Entries contained in a dataset:
***

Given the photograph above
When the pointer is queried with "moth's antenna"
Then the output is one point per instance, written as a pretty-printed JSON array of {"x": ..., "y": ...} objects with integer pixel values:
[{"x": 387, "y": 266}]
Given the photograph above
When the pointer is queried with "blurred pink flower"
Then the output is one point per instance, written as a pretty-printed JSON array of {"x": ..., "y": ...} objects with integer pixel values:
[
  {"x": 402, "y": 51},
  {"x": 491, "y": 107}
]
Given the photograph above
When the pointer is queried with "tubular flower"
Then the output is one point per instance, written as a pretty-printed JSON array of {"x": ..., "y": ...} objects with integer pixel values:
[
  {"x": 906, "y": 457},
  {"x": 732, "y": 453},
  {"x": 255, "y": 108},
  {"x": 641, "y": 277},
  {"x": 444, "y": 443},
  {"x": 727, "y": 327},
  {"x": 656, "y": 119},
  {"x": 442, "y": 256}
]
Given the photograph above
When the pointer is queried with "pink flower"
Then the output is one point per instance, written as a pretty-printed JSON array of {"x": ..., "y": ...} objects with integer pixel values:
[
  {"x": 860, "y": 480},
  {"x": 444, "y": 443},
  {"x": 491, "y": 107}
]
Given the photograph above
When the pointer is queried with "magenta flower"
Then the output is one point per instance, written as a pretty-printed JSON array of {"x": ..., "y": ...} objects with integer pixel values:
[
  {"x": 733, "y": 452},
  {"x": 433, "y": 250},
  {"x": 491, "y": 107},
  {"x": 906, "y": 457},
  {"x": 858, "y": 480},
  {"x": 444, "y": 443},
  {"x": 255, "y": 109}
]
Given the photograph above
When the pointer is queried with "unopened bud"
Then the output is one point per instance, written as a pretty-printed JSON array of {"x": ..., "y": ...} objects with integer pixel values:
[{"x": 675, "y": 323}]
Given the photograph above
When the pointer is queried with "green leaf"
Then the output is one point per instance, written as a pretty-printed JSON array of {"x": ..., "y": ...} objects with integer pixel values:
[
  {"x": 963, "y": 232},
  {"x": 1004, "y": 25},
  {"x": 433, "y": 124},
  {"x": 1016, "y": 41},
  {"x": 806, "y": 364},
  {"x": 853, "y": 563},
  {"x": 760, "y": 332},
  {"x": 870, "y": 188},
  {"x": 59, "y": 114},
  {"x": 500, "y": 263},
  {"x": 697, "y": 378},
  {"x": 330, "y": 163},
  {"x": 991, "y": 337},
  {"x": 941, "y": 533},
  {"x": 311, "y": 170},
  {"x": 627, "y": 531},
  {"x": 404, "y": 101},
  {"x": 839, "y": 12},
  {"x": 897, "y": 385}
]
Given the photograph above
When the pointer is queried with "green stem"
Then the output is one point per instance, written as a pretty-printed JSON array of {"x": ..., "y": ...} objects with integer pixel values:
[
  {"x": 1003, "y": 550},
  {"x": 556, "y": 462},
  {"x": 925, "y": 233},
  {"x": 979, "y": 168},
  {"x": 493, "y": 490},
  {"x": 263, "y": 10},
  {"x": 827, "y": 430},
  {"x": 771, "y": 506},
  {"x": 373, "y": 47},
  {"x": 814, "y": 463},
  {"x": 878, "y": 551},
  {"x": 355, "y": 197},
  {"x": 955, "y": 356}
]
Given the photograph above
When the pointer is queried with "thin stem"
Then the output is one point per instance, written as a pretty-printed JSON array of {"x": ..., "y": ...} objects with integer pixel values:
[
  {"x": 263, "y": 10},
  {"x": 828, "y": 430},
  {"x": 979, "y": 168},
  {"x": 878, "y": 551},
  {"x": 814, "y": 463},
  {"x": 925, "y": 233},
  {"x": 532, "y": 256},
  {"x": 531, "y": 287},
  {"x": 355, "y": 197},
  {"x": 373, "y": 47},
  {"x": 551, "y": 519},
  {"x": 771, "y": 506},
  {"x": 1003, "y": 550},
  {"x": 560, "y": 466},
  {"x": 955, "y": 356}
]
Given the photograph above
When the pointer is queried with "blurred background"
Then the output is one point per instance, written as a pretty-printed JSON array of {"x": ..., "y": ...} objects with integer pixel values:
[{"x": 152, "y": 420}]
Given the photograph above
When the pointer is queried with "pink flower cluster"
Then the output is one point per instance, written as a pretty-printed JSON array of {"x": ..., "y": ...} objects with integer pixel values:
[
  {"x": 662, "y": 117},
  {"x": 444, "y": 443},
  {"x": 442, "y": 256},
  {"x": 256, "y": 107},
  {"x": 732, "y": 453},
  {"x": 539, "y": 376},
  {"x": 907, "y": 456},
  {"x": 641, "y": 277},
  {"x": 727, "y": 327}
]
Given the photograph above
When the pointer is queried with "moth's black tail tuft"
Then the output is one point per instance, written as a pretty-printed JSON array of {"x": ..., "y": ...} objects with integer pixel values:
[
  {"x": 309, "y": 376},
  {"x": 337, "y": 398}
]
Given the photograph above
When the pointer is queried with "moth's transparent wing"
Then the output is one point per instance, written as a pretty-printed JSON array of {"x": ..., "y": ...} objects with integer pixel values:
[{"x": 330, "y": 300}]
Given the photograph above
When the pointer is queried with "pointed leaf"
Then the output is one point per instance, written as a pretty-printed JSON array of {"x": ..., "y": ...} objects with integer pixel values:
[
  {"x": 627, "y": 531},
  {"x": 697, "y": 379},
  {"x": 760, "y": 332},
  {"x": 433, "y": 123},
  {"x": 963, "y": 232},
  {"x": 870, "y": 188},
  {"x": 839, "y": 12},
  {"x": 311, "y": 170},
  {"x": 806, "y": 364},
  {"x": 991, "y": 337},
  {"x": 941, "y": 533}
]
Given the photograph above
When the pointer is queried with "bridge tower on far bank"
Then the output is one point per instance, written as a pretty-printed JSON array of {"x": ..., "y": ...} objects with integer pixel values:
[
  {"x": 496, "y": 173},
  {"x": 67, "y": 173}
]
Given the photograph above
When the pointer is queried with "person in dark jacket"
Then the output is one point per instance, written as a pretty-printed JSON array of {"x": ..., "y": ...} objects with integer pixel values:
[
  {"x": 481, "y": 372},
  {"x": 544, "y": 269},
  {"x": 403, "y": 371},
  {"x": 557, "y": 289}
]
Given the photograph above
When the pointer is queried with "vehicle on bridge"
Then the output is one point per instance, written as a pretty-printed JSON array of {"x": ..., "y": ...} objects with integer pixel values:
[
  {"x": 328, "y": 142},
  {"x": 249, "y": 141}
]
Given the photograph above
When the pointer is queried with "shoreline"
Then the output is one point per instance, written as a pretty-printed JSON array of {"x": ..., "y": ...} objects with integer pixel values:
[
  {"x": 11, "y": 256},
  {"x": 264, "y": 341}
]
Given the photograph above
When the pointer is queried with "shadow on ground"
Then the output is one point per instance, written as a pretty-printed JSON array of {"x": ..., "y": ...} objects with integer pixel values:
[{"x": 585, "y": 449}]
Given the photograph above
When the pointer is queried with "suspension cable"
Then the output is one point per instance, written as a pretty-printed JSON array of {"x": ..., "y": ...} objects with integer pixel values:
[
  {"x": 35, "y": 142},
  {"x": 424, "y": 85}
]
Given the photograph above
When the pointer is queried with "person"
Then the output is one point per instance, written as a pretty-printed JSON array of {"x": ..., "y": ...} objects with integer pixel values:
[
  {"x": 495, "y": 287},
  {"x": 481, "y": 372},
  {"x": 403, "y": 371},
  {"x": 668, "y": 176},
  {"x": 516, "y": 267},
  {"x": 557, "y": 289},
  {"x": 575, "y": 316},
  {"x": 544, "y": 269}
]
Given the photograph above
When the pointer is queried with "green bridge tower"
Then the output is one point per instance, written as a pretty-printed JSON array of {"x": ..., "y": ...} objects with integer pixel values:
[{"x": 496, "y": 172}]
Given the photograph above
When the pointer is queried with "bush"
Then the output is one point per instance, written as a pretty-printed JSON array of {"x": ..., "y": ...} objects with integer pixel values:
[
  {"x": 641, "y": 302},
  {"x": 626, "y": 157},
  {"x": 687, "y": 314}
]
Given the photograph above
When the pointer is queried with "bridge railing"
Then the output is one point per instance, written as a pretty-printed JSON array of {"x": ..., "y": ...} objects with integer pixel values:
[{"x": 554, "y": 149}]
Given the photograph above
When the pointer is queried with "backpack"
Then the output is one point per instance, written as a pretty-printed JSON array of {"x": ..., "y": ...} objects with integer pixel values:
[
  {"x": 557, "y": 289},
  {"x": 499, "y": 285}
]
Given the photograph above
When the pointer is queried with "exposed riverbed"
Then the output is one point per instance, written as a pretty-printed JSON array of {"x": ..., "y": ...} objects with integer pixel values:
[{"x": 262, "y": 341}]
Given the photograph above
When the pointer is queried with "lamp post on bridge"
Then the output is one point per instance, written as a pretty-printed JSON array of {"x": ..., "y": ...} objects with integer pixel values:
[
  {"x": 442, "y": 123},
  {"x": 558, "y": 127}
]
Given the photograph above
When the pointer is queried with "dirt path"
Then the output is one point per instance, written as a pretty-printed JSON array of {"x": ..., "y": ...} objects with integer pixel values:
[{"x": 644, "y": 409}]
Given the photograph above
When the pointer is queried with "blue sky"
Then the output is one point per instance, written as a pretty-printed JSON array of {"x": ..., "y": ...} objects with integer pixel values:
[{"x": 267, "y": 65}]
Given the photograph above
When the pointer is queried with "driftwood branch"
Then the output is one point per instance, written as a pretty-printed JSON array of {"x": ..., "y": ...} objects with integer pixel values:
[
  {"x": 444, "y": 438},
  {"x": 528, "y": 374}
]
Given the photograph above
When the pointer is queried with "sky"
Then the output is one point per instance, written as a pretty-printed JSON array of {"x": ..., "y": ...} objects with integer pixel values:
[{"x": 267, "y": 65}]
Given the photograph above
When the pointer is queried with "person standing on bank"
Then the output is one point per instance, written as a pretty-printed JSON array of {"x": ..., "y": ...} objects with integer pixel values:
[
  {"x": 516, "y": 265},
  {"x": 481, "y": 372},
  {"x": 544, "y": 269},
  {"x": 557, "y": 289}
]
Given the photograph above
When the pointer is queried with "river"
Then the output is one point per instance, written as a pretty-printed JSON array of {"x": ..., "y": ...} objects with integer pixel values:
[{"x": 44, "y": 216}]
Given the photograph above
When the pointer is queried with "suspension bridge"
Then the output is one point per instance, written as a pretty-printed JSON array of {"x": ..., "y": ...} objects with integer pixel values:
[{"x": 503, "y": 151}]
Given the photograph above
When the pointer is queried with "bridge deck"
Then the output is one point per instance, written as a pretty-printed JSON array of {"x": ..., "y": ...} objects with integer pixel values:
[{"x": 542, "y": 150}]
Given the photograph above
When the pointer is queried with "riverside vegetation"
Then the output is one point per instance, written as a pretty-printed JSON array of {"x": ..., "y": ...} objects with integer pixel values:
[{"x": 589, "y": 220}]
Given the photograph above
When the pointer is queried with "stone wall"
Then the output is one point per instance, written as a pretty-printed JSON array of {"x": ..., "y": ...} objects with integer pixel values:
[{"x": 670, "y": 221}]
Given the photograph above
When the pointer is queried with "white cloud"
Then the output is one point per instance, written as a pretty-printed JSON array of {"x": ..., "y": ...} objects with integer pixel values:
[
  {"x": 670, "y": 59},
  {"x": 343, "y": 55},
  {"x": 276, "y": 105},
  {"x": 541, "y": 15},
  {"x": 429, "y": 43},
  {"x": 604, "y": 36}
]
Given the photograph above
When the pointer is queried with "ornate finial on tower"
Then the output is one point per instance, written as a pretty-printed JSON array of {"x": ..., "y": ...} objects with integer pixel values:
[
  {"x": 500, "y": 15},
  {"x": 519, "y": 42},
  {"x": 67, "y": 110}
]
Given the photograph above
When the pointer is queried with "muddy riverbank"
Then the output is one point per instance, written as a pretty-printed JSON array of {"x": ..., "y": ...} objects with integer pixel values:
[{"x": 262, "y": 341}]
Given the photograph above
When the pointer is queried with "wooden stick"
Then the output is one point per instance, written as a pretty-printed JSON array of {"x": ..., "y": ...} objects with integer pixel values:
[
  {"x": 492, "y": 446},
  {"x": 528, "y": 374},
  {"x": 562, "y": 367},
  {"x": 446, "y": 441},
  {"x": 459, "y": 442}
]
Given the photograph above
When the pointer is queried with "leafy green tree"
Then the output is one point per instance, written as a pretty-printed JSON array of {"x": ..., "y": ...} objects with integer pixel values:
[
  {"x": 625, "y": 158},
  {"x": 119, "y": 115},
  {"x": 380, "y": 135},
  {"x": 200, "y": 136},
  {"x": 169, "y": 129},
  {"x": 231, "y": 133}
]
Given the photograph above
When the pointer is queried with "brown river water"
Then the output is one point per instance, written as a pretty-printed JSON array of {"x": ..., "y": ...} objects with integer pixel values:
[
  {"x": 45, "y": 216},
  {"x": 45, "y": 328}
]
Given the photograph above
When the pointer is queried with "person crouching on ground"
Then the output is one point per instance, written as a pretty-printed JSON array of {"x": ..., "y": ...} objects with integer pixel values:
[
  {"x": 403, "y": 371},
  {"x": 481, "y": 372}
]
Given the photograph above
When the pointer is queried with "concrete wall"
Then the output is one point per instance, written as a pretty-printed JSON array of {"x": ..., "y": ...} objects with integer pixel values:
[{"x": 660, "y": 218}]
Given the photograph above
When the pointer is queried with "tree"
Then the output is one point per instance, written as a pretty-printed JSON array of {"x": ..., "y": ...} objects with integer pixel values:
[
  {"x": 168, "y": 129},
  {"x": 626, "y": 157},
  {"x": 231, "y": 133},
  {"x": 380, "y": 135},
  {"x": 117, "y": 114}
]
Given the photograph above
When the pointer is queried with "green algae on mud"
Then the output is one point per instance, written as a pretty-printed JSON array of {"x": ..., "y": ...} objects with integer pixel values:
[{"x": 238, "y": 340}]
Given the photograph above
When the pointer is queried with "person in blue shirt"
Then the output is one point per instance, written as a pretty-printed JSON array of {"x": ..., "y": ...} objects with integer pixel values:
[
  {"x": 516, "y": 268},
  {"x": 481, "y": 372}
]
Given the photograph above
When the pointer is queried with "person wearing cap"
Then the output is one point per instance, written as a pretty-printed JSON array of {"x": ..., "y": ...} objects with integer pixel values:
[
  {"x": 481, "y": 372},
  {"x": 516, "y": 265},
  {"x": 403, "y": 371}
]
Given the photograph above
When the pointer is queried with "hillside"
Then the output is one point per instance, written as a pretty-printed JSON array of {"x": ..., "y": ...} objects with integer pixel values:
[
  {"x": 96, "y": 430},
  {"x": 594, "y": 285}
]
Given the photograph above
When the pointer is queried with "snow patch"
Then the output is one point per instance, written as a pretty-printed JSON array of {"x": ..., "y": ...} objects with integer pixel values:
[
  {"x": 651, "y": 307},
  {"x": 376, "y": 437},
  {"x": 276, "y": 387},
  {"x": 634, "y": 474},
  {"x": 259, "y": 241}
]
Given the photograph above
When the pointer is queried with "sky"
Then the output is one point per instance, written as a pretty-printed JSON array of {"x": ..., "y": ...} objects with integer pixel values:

***

EXERCISE AIM:
Please state how many lines in the entries above contain the string "wall", treating uppercase and lowercase letters as distinct. Reply with the number alone.

FULL SOLUTION:
2